Marquis de Sade
Justine – oder vom Missgeschick der Tugend
Ullstein (Softcover/2002)
ISBN 3-548-25475-6
189 Seiten
Euro: 6.-
Bei der vorliegenden Fassung der „Justine“ handelt es sich um die so genannte erste Fassung, die Marquis Donatien Alphonse François de Sade in 15 Tagen im Jahr 1787 in der Bastille geschrieben hat. Hier befand er sich unter anderem durch das aktive Betreiben seiner Schwiegermutter, die dafür sorgte, dass ein bereits 1778 aufgehobenes Gerichtsurteil gegen ihn wieder in Kraft gesetzt wurde, wenn auch mit einem anderen Strafmaß. Erst 1790 sollte er wieder freikommen.
1803 wird er dann – angeblich wegen der Veröffentlichung der dritten Fassung der „Justine“ – wieder verhaftet und verbleibt bis zu seinem Tod im Jahr 1814 in Haft im Charenton-Gefängnis.

▬▬▬▬▬▬

### AUFGABEN ZUM BEARBEITEN
#1 Wie viele Tage brauchte de Sade laut dem Auszug für die erste Fassung der „Justine“?
#2 Nenne alle Jahreszahlen, die im Auszug vorkommen.
#3 Schreib aus dem Auszug alles wörtlich heraus, von „ISBN 3-548-25475-6“ bis hinunter zu „er wieder freikommen.“.
Die Zeilen braucht man hier nicht.

### AUSGEWÄHLTE ZEILEN
▬▬▬▬▬▬

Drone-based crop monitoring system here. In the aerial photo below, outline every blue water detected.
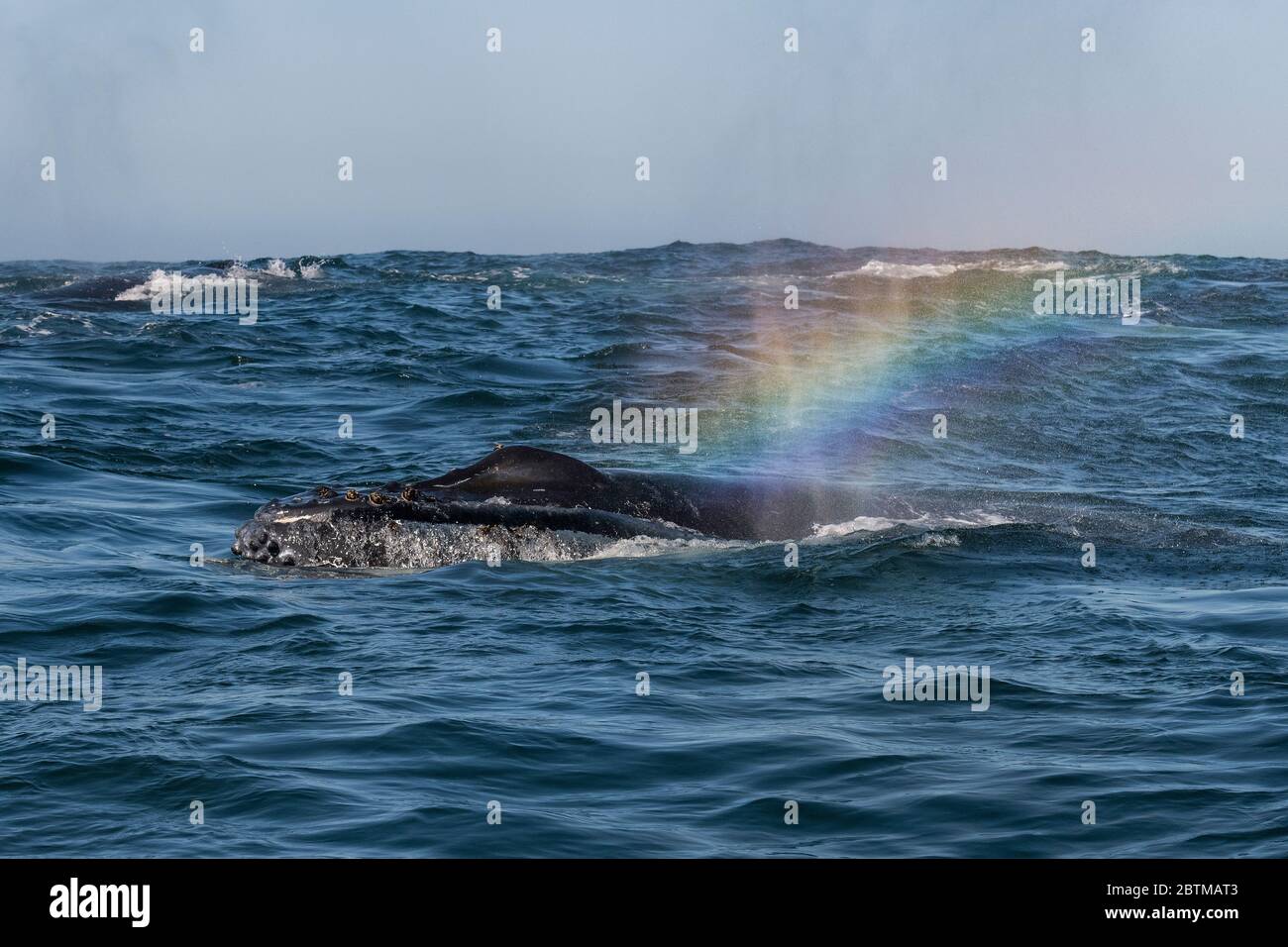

▬▬▬▬▬▬

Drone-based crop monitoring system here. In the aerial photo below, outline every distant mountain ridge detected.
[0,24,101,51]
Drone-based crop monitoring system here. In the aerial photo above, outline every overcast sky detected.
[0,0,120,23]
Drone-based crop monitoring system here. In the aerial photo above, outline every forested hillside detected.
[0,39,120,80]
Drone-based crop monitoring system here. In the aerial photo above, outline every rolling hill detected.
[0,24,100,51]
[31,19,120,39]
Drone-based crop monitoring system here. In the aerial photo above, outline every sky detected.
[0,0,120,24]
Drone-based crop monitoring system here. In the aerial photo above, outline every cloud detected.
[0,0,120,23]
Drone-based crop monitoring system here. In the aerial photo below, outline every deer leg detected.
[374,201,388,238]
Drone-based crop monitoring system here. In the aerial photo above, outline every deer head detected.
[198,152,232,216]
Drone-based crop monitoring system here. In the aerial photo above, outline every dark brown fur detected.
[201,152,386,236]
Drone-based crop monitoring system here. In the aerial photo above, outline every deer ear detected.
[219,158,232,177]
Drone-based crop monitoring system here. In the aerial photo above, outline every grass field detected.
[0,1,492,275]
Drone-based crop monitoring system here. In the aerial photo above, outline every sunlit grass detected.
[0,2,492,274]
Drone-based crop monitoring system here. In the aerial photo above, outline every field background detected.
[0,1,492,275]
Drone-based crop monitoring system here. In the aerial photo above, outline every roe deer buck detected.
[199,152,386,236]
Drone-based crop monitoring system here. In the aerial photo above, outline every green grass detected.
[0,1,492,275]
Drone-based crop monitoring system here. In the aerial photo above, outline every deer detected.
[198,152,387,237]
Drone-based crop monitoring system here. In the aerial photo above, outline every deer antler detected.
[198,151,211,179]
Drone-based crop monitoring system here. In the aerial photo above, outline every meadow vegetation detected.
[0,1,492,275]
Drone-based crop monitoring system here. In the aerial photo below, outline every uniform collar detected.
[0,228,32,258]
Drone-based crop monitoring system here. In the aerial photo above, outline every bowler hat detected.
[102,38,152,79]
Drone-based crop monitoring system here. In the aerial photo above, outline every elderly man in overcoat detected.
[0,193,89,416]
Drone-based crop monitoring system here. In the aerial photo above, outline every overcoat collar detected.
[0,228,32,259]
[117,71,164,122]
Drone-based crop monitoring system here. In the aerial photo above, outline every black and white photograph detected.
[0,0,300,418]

▬▬▬▬▬▬

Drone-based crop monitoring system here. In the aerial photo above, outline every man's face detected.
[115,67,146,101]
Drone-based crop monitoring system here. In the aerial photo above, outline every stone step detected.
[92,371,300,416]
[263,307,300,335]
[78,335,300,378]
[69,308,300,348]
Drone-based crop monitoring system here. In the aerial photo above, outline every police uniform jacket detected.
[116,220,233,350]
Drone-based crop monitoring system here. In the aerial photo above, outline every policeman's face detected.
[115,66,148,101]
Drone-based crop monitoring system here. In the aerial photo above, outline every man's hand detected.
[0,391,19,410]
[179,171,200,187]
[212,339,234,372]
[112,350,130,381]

▬▬▬▬▬▬

### LÖSUNGEN
#1 15 Tage

#2 2002, 1787, 1778, 1790, 1803, 1814

#3
ISBN 3-548-25475-6
189 Seiten
Euro: 6.-
Bei der vorliegenden Fassung der „Justine“ handelt es sich um die so genannte erste Fassung, die Marquis Donatien Alphonse François de Sade in 15 Tagen im Jahr 1787 in der Bastille geschrieben hat. Hier befand er sich unter anderem durch das aktive Betreiben seiner Schwiegermutter, die dafür sorgte, dass ein bereits 1778 aufgehobenes Gerichtsurteil gegen ihn wieder in Kraft gesetzt wurde, wenn auch mit einem anderen Strafmaß. Erst 1790 sollte er wieder freikommen.